▸ RECORDS TO USE
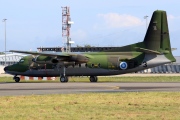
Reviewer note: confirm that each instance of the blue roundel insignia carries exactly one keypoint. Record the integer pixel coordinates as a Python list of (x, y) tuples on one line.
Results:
[(123, 65)]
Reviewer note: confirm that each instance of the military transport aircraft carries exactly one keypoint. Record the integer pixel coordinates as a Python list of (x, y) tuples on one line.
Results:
[(155, 50)]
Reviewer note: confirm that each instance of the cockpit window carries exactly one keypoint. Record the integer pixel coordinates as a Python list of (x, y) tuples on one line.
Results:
[(21, 61)]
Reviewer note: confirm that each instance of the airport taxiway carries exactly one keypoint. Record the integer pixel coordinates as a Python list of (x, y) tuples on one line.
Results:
[(9, 89)]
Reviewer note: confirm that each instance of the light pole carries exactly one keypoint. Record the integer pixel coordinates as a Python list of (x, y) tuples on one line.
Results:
[(145, 17), (4, 20)]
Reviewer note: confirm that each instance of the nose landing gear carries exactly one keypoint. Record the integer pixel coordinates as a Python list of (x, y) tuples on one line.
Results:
[(93, 79), (17, 79)]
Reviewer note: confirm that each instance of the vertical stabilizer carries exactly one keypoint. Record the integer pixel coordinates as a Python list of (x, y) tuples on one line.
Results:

▸ TASK INSTRUCTIONS
Please write out every line of the records above character for character, leaving the pictures out.

▸ SOLUTION FOR THIS PROBLEM
Reviewer note: confirm that each instance of the blue roundel insignia carries exactly one keypoint. Record the integer pixel coordinates as a Python list of (x, y) tuples on one line.
Results:
[(123, 65)]
Reviewer note: confirm that each instance of the military transport aircraft carries exactly one keypoint. Record the integer pixel coordinates as a Python list of (x, y) tuples on one line.
Results:
[(155, 50)]
Reviewer note: confirm that each instance of the cockpit window carries exactly one keypoint. Record the integer pixel coordinates as a Python list of (x, y) tuples on one line.
Results:
[(21, 61)]
Reviewer note: confirm that each instance of the airport taxiway carries exactly one keypoint. Record the integer pixel coordinates as a Python list of (x, y) tuples on one line.
Results:
[(9, 89)]
Reviewer note: confirm that each instance of the light pole carries exactly one keypoint. Record the integer pixel coordinates as a Python list of (x, y) tuples on one line.
Results:
[(145, 17), (4, 20)]
Reviewer note: confirm that each instance of the nose landing gear carries exactly one keypoint. Record the integer pixel coordinates as a Python list of (x, y) tuples on one line.
Results:
[(93, 79), (17, 79)]
Reviewer note: confirm that each instance of the vertical stabilizer carries exactly one keypoint. Record the integer pixel coordinates as a Python list of (x, y) tuples on one line.
Results:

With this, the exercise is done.